:: DATA SHOWN ::
________________________________________

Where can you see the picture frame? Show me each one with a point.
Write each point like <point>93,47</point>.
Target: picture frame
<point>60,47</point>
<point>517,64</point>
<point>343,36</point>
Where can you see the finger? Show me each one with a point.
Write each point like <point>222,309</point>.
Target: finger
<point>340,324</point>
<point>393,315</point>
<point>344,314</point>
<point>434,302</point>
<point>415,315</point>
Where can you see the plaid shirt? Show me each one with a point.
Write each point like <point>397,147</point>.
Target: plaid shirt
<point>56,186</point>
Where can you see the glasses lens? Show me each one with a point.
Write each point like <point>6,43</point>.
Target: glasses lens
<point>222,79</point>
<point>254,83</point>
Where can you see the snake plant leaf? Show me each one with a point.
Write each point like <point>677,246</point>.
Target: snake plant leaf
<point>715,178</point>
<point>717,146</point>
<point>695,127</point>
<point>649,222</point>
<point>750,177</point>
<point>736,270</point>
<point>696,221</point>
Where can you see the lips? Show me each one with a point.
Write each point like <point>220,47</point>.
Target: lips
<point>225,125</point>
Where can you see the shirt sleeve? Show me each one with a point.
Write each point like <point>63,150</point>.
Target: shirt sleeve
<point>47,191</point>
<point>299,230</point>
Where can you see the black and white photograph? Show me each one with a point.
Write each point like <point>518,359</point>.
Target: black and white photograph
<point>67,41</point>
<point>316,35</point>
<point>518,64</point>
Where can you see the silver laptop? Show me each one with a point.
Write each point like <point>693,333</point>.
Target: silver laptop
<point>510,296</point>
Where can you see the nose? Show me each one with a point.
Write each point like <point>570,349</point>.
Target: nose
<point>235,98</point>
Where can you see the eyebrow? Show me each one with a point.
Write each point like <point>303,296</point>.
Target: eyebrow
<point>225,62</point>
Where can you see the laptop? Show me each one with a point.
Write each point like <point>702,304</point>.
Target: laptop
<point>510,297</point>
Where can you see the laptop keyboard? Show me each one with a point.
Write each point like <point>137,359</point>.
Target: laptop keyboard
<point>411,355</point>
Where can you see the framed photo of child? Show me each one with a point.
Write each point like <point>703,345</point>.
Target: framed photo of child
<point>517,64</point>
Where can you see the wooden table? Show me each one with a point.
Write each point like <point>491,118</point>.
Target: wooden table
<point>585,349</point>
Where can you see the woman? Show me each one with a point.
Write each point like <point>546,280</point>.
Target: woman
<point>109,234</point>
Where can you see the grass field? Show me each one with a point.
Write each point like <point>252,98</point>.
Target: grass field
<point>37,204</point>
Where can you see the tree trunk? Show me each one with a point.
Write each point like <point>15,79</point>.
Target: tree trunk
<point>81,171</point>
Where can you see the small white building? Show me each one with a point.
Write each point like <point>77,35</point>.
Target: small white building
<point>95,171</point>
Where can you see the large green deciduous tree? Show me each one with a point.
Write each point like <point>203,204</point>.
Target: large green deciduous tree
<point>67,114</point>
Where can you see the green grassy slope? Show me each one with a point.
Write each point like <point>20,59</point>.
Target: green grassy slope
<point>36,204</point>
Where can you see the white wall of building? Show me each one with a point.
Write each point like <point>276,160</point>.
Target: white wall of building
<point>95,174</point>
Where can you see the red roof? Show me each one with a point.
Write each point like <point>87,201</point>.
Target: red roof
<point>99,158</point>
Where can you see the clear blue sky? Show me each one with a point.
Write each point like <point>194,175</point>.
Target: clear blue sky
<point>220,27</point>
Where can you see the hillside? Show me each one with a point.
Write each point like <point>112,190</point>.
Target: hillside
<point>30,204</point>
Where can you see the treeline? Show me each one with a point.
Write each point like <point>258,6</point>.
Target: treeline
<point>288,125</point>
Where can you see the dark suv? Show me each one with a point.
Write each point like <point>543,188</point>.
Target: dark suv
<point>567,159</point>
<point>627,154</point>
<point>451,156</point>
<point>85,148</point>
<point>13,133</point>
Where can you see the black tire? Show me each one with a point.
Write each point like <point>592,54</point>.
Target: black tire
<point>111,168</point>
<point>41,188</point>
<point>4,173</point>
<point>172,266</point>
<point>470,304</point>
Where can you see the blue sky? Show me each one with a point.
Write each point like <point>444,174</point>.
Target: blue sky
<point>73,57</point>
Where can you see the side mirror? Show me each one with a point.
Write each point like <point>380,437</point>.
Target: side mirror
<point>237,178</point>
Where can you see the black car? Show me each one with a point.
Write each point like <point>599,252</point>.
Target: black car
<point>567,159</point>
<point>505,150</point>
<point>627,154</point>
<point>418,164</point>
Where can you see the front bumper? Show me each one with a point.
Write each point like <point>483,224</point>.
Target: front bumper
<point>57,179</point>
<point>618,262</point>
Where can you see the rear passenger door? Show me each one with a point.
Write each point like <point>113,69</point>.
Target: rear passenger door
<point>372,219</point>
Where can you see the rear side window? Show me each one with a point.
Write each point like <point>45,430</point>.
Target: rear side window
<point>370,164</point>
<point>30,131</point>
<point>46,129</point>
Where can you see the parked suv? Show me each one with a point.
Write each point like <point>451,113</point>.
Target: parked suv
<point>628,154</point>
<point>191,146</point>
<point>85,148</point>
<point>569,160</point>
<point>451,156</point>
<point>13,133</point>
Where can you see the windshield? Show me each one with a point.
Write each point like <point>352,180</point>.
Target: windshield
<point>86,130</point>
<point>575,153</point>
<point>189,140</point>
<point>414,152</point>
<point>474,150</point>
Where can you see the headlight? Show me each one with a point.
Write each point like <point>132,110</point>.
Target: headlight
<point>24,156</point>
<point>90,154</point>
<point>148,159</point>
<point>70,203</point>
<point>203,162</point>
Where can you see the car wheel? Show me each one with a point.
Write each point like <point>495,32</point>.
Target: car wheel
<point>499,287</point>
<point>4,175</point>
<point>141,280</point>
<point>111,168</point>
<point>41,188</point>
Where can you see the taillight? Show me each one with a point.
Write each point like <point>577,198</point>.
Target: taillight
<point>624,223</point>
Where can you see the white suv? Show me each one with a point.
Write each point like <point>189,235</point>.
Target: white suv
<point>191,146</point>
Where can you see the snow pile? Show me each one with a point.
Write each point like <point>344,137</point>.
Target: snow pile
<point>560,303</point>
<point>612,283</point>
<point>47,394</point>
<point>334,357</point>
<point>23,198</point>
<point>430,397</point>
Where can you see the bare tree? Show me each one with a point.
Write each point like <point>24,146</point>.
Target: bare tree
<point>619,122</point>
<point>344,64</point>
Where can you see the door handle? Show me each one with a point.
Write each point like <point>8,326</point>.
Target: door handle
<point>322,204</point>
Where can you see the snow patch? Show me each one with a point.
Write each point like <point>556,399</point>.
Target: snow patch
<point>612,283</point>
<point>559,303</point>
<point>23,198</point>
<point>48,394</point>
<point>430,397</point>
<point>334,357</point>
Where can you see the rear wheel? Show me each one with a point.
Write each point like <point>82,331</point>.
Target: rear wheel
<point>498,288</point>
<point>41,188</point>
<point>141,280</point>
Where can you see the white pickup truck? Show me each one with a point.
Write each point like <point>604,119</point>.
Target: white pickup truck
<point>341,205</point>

________________________________________

:: WORK REQUEST ::
Please make an exact copy of each record.

:: EXERCISE RESULT ::
Where can you see the picture frame? Show me each one with a point.
Write each point like <point>93,47</point>.
Target: picture frame
<point>60,47</point>
<point>517,64</point>
<point>343,36</point>
Where can you see the finger? Show me each one with a point.
Write each point like <point>222,309</point>.
Target: finger
<point>340,324</point>
<point>393,315</point>
<point>344,314</point>
<point>434,302</point>
<point>415,315</point>
Where can you see the plaid shirt? Show me each one with a point.
Write each point like <point>397,147</point>.
Target: plaid shirt
<point>56,186</point>
Where can you see the glasses lens? Show me each one with a point.
Write each point like <point>6,43</point>.
Target: glasses lens
<point>222,79</point>
<point>254,83</point>
Where can you see the snake plant leaf? Show me each one with a point.
Write each point like <point>677,246</point>.
Target: snake plant leaf
<point>715,178</point>
<point>717,146</point>
<point>695,127</point>
<point>649,222</point>
<point>750,177</point>
<point>736,270</point>
<point>696,221</point>
Where can you see the lips? Show me each one with a point.
Write each point like <point>220,47</point>.
Target: lips
<point>225,125</point>
Where can you see the shirt sleeve? Show me each one with a point.
Write each point like <point>63,150</point>.
Target: shirt sleeve
<point>47,191</point>
<point>299,230</point>
Where can you see the black and white photograph? Show me each one with a point.
Write each point like <point>518,359</point>.
Target: black and white photograph
<point>67,41</point>
<point>316,35</point>
<point>518,64</point>
Where can you see the silver laptop? Show me each one with a point.
Write each point like <point>693,333</point>.
Target: silver laptop
<point>510,296</point>
Where can you see the nose? Show me each one with a point.
Write each point like <point>570,349</point>.
Target: nose
<point>235,98</point>
Where can you see the eyebrow? Show me each one with a point.
Write each point like <point>303,296</point>.
Target: eyebrow
<point>225,62</point>
Where can you see the laptop? Show me each one with a point.
Write each point like <point>702,304</point>.
Target: laptop
<point>510,297</point>
Where can you see the laptop keyboard? Show me each one with a point.
Write each point like <point>137,359</point>.
Target: laptop keyboard
<point>411,355</point>
Where can you see the framed photo of child? Show me each one with a point.
Write each point like <point>703,345</point>.
Target: framed photo of child
<point>517,64</point>
Where can you see the wooden table? Show me each one with a point.
Write each point like <point>491,118</point>.
Target: wooden table
<point>585,349</point>
Where can you see the woman? Show me each one with a point.
Write each point like <point>546,280</point>.
Target: woman
<point>109,234</point>
Where can you see the grass field? Show me each one with a point.
Write each point like <point>252,98</point>.
Target: grass field
<point>37,204</point>
Where can you see the tree trunk? Show me each one with a point.
Write each point like <point>15,79</point>.
Target: tree trunk
<point>81,171</point>
Where can you see the small white building? Show me each one with a point.
Write each point like <point>77,35</point>.
Target: small white building
<point>95,171</point>
Where can you see the large green deciduous tree? Show me each one with a point.
Write each point like <point>203,204</point>.
Target: large green deciduous tree
<point>67,114</point>
Where can you see the green grassy slope? Show me each one with a point.
Write each point like <point>20,59</point>.
Target: green grassy slope
<point>36,204</point>
Where can you see the white wall of building? Show me each one with a point.
Write each point like <point>276,160</point>.
Target: white wall of building
<point>95,174</point>
Where can you see the red roof? Show me each one with a point.
Write each point like <point>87,201</point>.
Target: red roof
<point>99,158</point>
Where can you see the clear blue sky? Show me each one with a point.
Write each point like <point>194,175</point>.
Target: clear blue sky
<point>220,27</point>
Where can you see the hillside? Show me each one with a point.
Write each point like <point>112,190</point>.
Target: hillside
<point>30,204</point>
Where can you see the treeline? Show me each one with a point.
Write each point like <point>258,6</point>.
Target: treeline
<point>288,125</point>
Where can you see the dark suv? Show me each one with a point.
Write each point like <point>543,188</point>.
Target: dark suv
<point>567,159</point>
<point>627,154</point>
<point>451,156</point>
<point>85,148</point>
<point>13,133</point>
Where can you see the black tire? Show me each one with a point.
Write each point like <point>592,54</point>.
Target: black tire
<point>111,168</point>
<point>41,188</point>
<point>4,173</point>
<point>172,266</point>
<point>470,304</point>
Where can you see the blue sky? Show me each one with a point.
Write each point like <point>444,174</point>.
Target: blue sky
<point>73,57</point>
Where can you see the side mirror? Show me each one with a point.
Write each point like <point>380,437</point>.
Target: side mirror
<point>237,178</point>
Where can you see the black car? Show me each one with a point.
Write each point like <point>599,252</point>.
Target: black car
<point>567,159</point>
<point>505,150</point>
<point>627,154</point>
<point>418,164</point>
Where can you see the front bumper? Show me each one with a point.
Write each point like <point>483,224</point>.
Target: front bumper
<point>57,179</point>
<point>618,262</point>
Where can you see the rear passenger door? Show me each one with a point.
Write each point like <point>113,69</point>.
Target: rear passenger door
<point>372,219</point>
Where can you see the rear side window? Show me each one with a point.
Write each point like <point>45,430</point>.
Target: rear side window
<point>370,164</point>
<point>30,131</point>
<point>46,129</point>
Where can you see the parked suv? Show me each one with a point.
Write each point like <point>451,113</point>.
Target: parked suv
<point>628,154</point>
<point>191,146</point>
<point>85,148</point>
<point>569,160</point>
<point>451,156</point>
<point>13,133</point>
Where can you see the windshield? Show me each one with a point.
Write each point like <point>352,180</point>.
Target: windshield
<point>86,130</point>
<point>575,153</point>
<point>189,140</point>
<point>414,152</point>
<point>474,150</point>
Where can you see the headlight? Show me each one with a point.
Write each point like <point>132,110</point>.
Target: headlight
<point>24,156</point>
<point>90,154</point>
<point>148,159</point>
<point>70,203</point>
<point>203,162</point>
Where can you see the car wheel? Show me each one with a point.
Write each point like <point>495,32</point>.
Target: car wheel
<point>499,287</point>
<point>4,175</point>
<point>141,280</point>
<point>111,168</point>
<point>41,188</point>
Where can you see the taillight? Show me each one with a point.
Write each point like <point>577,198</point>.
Target: taillight
<point>624,223</point>
Where can you see the white suv? Show me each one with a point.
Write each point like <point>189,235</point>.
Target: white suv
<point>191,146</point>
Where can you see the snow pile? Show me each one with a point.
Write each point like <point>344,137</point>.
Target: snow pile
<point>560,303</point>
<point>612,283</point>
<point>47,394</point>
<point>334,357</point>
<point>23,198</point>
<point>430,397</point>
Where can you see the bare tree? Show me each one with a point.
Write each point like <point>24,146</point>.
Target: bare tree
<point>619,122</point>
<point>344,64</point>
Where can you see the door handle? Show me each one with a point.
Write each point like <point>8,326</point>.
Target: door handle
<point>322,204</point>
Where can you see the snow patch? Show me each one with a point.
Write each point like <point>556,399</point>.
Target: snow patch
<point>612,283</point>
<point>559,303</point>
<point>23,198</point>
<point>48,394</point>
<point>430,397</point>
<point>334,357</point>
Where can you see the rear wheel? Show me each one with a point.
Write each point like <point>82,331</point>.
Target: rear wheel
<point>498,288</point>
<point>41,188</point>
<point>141,280</point>
Where can you see the white pickup truck? Show me each one with a point.
Write each point like <point>604,119</point>.
Target: white pickup truck
<point>341,205</point>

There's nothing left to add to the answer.